# Your assignment:
Here are some records; copy every line that holds the word "door".

[Record excerpts Boundary: Start]

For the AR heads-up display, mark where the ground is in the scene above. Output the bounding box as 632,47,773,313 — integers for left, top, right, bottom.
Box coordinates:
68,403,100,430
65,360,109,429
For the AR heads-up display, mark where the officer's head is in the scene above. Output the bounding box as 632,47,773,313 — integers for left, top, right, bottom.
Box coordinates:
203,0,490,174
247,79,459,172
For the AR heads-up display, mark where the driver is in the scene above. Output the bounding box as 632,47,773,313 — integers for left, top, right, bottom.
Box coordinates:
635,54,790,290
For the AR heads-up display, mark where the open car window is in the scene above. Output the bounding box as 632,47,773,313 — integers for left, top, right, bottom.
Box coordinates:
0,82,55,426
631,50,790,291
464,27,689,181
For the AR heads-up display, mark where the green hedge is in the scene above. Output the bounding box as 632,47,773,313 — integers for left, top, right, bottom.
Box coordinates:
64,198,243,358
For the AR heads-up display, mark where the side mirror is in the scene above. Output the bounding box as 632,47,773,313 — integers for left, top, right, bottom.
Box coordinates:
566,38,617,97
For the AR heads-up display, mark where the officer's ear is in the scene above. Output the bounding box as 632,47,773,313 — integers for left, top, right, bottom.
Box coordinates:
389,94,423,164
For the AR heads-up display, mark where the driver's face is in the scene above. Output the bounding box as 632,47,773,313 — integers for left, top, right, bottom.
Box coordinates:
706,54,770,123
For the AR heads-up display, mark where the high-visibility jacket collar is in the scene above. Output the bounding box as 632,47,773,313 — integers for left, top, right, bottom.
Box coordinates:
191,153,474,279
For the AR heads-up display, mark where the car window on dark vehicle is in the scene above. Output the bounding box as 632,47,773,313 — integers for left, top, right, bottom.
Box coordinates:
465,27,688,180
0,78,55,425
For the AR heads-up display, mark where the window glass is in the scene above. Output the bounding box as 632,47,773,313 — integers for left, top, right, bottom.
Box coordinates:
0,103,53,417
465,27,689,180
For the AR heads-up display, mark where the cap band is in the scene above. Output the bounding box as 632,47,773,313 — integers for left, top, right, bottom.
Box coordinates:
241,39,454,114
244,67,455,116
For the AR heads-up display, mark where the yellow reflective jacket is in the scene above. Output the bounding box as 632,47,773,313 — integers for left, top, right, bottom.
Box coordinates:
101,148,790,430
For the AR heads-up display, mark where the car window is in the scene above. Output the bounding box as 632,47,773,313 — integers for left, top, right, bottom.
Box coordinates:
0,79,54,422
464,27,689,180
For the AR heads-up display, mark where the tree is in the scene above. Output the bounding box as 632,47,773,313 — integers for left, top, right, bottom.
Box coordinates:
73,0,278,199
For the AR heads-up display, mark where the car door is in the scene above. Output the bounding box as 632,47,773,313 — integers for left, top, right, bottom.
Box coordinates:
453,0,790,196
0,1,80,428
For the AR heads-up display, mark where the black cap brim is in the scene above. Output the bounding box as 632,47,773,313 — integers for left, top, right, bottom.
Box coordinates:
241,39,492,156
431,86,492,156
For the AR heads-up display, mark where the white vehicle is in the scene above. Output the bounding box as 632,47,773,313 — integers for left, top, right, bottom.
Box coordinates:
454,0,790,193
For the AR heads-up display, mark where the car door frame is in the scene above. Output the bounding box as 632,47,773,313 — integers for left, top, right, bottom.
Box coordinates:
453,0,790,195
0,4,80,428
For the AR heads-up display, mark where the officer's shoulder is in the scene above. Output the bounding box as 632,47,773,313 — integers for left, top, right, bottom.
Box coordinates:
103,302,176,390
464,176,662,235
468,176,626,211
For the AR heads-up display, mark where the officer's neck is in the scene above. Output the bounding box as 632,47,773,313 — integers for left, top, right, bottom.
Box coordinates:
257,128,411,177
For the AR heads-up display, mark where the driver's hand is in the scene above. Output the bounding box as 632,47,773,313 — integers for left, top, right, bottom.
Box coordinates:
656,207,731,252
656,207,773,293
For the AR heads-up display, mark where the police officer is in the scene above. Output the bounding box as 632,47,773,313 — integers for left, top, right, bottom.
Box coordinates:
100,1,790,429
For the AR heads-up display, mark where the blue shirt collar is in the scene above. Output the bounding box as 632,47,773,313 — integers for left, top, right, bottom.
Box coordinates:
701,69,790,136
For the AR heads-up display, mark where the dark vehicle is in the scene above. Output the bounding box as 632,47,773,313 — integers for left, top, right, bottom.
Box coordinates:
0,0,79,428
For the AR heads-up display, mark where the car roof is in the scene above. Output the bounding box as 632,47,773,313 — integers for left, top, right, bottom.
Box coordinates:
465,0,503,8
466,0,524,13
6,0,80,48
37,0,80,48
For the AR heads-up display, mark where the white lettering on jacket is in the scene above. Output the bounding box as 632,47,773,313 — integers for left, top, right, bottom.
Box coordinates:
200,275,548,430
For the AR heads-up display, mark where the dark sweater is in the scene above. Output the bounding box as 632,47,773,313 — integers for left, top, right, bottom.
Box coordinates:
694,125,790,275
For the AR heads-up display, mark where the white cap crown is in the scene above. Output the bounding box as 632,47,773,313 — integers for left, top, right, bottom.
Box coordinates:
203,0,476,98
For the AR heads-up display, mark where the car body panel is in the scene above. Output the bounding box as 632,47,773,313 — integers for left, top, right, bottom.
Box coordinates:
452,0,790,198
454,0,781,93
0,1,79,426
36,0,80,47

[Record excerpts Boundary: End]

# Exercise answer:
For the AR heads-up display, mark where the car door is in the scene above. Output the bounding box as 632,47,773,313 — integers for left, top, right, bottom.
For the AR heads-up display, mark where the car door frame is in the scene above. Output the bounding box as 632,47,773,313 — integers for left, top, right, bottom.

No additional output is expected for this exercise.